Task brief >> Output the following lines exactly as they are.

|---|

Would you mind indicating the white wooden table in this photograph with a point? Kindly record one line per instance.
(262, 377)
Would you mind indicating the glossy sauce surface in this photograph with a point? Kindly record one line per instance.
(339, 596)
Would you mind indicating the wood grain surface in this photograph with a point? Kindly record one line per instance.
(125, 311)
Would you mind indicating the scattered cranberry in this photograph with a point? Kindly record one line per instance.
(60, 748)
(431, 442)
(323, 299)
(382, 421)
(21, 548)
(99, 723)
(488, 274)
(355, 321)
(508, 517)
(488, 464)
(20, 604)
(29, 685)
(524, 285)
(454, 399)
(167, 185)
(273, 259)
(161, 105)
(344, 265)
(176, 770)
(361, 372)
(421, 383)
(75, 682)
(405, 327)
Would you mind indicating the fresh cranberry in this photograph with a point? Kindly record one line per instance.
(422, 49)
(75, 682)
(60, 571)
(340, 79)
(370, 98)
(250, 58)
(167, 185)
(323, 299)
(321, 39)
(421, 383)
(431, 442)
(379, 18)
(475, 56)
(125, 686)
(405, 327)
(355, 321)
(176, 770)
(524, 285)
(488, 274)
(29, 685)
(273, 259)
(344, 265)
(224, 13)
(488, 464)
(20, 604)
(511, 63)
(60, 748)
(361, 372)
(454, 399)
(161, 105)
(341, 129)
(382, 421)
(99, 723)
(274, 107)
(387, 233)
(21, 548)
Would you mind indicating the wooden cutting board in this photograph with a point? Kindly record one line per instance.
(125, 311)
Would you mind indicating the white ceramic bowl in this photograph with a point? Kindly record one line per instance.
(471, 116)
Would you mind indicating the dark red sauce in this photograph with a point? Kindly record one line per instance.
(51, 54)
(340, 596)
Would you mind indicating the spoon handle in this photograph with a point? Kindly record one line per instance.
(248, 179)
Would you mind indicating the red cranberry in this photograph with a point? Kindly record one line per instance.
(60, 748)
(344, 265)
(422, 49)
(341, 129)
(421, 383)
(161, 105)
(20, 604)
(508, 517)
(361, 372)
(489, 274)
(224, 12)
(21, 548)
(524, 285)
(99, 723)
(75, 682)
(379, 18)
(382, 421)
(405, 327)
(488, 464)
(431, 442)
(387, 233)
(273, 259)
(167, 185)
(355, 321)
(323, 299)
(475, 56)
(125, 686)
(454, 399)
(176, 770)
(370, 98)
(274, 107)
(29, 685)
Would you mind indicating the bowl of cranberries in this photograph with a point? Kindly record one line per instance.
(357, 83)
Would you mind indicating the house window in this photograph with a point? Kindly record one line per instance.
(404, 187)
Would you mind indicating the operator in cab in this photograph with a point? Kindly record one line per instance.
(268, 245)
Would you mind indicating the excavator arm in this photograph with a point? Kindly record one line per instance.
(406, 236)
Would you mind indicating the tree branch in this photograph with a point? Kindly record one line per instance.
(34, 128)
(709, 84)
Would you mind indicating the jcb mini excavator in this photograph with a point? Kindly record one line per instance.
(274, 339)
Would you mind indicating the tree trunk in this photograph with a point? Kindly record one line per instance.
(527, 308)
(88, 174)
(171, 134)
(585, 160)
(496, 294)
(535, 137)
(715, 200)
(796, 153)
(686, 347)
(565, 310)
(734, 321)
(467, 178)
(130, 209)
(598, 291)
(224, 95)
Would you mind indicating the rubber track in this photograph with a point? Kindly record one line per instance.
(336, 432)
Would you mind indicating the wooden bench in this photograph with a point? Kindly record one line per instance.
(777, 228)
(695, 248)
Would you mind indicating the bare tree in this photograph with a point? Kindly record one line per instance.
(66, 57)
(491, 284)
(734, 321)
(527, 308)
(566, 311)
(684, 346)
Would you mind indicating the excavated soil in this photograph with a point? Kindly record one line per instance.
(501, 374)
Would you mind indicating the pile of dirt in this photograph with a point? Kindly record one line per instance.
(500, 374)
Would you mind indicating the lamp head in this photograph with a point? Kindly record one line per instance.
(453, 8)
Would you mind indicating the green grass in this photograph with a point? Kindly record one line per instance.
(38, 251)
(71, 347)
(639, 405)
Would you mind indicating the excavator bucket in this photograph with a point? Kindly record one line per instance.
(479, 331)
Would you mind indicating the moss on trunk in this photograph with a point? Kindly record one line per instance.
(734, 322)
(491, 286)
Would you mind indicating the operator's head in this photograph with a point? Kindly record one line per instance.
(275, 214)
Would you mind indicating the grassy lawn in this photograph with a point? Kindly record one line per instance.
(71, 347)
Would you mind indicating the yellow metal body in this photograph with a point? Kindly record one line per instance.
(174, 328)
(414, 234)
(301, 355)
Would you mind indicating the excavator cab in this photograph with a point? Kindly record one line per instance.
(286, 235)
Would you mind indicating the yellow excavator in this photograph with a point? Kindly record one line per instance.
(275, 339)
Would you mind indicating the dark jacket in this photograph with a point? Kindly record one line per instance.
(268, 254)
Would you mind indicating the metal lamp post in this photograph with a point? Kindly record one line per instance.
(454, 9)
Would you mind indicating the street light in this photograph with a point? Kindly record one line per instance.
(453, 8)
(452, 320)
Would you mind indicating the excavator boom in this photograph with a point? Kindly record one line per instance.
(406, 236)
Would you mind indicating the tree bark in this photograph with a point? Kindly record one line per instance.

|---|

Solution to this problem >>
Would you mind indicating the white wooden table in this photograph with a point? Kindly record one line per instance.
(262, 377)
Would you mind indicating the glossy sauce surface in this photograph with a point? Kindly record one line per instance.
(339, 596)
Would you mind indicating the wood grain surface in this photograph with a point? Kindly record one line per instance.
(125, 311)
Would you mind indicating the scattered cranberry in this photograph with a point? Kindly record one line per instance.
(60, 748)
(431, 442)
(323, 299)
(382, 421)
(21, 548)
(99, 723)
(488, 274)
(355, 321)
(508, 517)
(488, 464)
(20, 604)
(29, 685)
(524, 285)
(454, 399)
(167, 185)
(273, 259)
(161, 105)
(344, 265)
(176, 770)
(361, 372)
(421, 383)
(75, 682)
(405, 327)
Would you mind indicating the fresh cranberry in this photograph with a point? Kindly record one line per instance.
(422, 49)
(75, 682)
(60, 571)
(340, 79)
(370, 98)
(250, 58)
(167, 185)
(323, 299)
(321, 39)
(421, 383)
(431, 442)
(379, 18)
(475, 56)
(125, 686)
(405, 327)
(355, 321)
(176, 770)
(524, 285)
(488, 274)
(29, 685)
(273, 259)
(344, 265)
(224, 13)
(488, 464)
(20, 604)
(511, 63)
(60, 748)
(361, 372)
(454, 399)
(161, 105)
(341, 129)
(382, 421)
(99, 723)
(274, 107)
(387, 233)
(21, 548)
Would you mind indicating the wooden cutting board in this photograph with a point? Kindly record one line per instance.
(125, 311)
Would you mind indicating the white ceramic bowl in this photograph with a point? Kindly record one line per instance.
(471, 116)
Would you mind indicating the dark red sauce in this photograph with a point? Kindly record one line per instance.
(51, 54)
(340, 596)
Would you mind indicating the spoon handle in this photograph with a point? Kindly record one line per instance.
(248, 179)
Would you mind indicating the red cranberry in this photograph with a point? Kindly record one line per instance.
(60, 748)
(344, 265)
(422, 49)
(341, 129)
(421, 383)
(161, 105)
(20, 604)
(508, 517)
(361, 372)
(489, 274)
(224, 12)
(21, 548)
(524, 285)
(99, 723)
(75, 682)
(379, 18)
(382, 421)
(405, 327)
(488, 464)
(431, 442)
(387, 233)
(273, 259)
(167, 185)
(355, 321)
(323, 299)
(475, 56)
(125, 686)
(454, 399)
(176, 770)
(370, 98)
(274, 107)
(29, 685)
Would you mind indicating the bowl of cranberries in this photograph with a point? Kindly record one line per instance.
(357, 83)
Would you mind indicating the house window in this photograph with a point? Kindly record one line per instance.
(404, 187)
Would you mind indicating the operator in cab in this photograph with a point? Kindly record one line per instance.
(268, 245)
Would you mind indicating the excavator arm in this photograph with a point? Kindly record one line per instance.
(406, 236)
Would you mind indicating the tree branch in this photograph with a point? Kindly record one line per instance.
(34, 128)
(709, 84)
Would you mind indicating the jcb mini excavator in this photograph with a point? Kindly record one line per instance.
(274, 339)
Would you mind indicating the tree trunk in this photograph with a point? Kindly record one line per instance.
(527, 308)
(88, 174)
(171, 134)
(585, 160)
(496, 294)
(535, 137)
(715, 200)
(796, 153)
(686, 347)
(565, 310)
(734, 321)
(467, 178)
(130, 209)
(598, 291)
(224, 95)
Would you mind indicating the rubber track in this photograph with a point? Kindly record one line per instance.
(336, 432)
Would you mind indicating the wooden bench in this photograph with a point? Kindly record one line per instance.
(777, 228)
(695, 248)
Would you mind indicating the bare tree in this photograph with a point? Kindly record one line per instance.
(66, 57)
(491, 284)
(734, 321)
(527, 308)
(566, 311)
(684, 346)
Would you mind indicating the excavated soil in this photograph with a point? Kindly record one line per instance.
(501, 374)
Would you mind indicating the pile of dirt in this photograph with a point? Kindly record one line per instance.
(500, 374)
Would you mind indicating the lamp head in this photograph with a point? Kindly record one line per instance.
(453, 8)
Would you mind indicating the green grass in this photograph with a point? Kindly record one line per instance.
(38, 251)
(71, 347)
(639, 405)
Would you mind indicating the excavator bucket in this photograph with a point? Kindly record one line per instance.
(479, 331)
Would you mind indicating the moss on trunk in this photograph with a point? Kindly record one line per instance.
(734, 322)
(491, 286)
Would you mind indicating the operator's head in this photograph with a point? Kindly record one line per instance.
(275, 214)
Would you mind indicating the grassy lawn in this photograph with a point? Kindly record one line per instance.
(71, 347)
Would you mind indicating the yellow metal body in this photograph with a point? Kindly record one line per instance.
(174, 328)
(414, 234)
(301, 355)
Would you mind indicating the excavator cab in this photograph with a point? Kindly record one line per instance.
(286, 235)
Would you mind indicating the yellow excavator in this photograph with a point? Kindly record one line per instance.
(275, 339)
Would you mind indicating the dark jacket in this photograph with a point? Kindly record one line per instance.
(268, 254)
Would you mind indicating the metal lamp post in this photograph with a point? Kindly record one line per instance.
(454, 9)
Would you mind indicating the street light in this photograph with a point? Kindly record one line per instance.
(453, 8)
(452, 320)
Would you mind indicating the excavator boom in this photograph with a point? Kindly record one line per instance.
(406, 236)
Would you mind indicating the tree bark in this photograph with a point? Kindly record one line per instance.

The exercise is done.